[Collected data]
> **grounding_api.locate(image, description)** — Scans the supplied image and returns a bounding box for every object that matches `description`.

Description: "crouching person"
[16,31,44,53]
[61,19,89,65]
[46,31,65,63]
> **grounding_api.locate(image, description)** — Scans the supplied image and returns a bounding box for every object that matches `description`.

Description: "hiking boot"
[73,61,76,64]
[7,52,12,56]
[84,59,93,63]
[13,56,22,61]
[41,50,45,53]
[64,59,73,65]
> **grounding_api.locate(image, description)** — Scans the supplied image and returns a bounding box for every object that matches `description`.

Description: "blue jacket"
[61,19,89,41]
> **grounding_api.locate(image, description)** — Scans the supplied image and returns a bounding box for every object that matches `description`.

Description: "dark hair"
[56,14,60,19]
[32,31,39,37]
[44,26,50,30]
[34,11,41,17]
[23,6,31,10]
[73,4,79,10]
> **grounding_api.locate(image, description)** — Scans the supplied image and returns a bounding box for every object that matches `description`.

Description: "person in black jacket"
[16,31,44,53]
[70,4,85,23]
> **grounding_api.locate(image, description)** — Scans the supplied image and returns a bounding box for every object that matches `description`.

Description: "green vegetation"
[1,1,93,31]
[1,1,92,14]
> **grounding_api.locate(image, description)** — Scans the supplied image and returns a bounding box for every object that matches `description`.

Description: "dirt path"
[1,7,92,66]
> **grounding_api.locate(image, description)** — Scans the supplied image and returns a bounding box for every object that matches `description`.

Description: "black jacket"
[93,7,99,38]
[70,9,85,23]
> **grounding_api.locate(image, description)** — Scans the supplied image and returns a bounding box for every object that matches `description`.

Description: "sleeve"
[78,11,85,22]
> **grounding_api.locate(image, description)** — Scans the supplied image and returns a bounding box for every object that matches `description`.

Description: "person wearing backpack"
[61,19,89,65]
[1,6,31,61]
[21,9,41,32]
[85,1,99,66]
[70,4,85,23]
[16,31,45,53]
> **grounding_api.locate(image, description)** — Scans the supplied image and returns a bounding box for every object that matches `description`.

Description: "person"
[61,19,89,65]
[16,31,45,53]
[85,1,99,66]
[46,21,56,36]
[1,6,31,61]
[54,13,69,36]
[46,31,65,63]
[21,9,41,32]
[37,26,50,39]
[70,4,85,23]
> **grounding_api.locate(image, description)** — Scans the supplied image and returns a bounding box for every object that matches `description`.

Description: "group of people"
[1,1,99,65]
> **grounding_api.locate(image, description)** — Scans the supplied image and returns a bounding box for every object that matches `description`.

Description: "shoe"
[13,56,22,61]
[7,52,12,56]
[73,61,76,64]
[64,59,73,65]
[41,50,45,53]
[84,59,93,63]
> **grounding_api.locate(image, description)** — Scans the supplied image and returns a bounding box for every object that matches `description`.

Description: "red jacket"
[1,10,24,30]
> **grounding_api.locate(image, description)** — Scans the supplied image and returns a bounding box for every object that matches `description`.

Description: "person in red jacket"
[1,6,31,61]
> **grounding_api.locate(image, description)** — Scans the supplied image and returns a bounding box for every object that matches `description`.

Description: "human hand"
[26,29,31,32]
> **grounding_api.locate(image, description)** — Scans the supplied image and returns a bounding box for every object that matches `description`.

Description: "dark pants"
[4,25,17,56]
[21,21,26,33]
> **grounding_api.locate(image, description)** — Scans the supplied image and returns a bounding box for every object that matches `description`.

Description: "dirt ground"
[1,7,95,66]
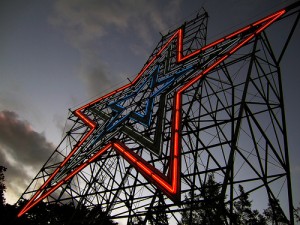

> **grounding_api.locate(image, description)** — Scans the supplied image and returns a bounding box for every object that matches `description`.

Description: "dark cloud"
[0,111,54,204]
[49,0,181,97]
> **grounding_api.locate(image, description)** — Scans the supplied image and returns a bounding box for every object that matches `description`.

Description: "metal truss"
[19,4,299,224]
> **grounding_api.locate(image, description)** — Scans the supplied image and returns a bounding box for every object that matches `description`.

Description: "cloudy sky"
[0,0,300,209]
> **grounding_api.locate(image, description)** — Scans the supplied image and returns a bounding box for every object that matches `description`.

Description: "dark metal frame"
[19,4,300,224]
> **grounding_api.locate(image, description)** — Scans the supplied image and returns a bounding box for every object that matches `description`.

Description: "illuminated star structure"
[18,4,295,224]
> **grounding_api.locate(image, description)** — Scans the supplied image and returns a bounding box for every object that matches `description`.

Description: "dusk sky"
[0,0,300,213]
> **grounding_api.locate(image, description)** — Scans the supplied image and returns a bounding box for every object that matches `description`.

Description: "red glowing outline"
[18,9,286,217]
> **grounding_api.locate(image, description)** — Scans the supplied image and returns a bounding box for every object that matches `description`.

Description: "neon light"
[18,7,286,217]
[201,38,225,51]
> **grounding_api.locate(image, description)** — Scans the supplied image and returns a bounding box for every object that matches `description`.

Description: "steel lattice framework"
[19,4,299,224]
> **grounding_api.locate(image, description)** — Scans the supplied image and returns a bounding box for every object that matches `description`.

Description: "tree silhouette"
[0,166,118,225]
[264,198,289,225]
[179,174,228,225]
[234,185,267,225]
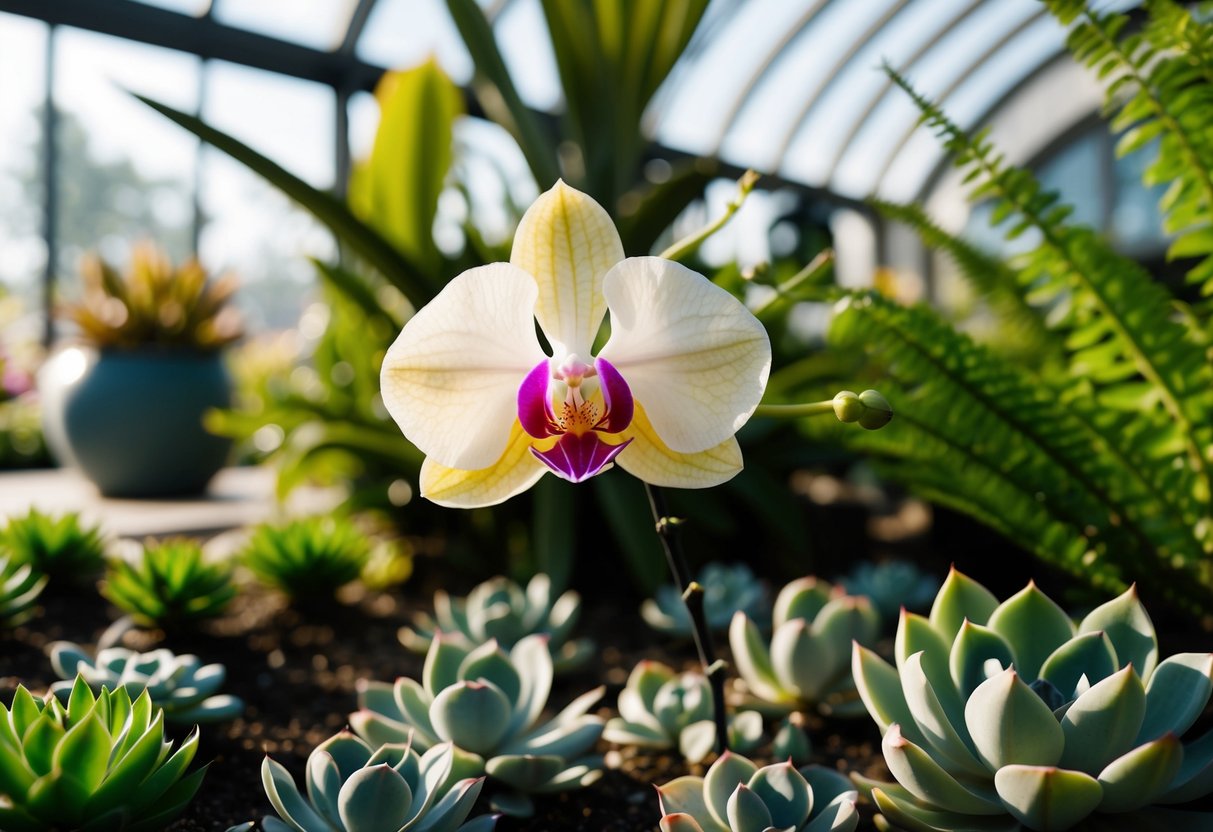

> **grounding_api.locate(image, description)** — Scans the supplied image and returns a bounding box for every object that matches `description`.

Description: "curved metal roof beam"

What this task involves: List every line in the rows above that contains the word "jacket".

The solution:
Description: "blue jacket"
Description: "person in black jacket"
Description: "black jacket"
Description: "red jacket"
Description: "person in red jacket"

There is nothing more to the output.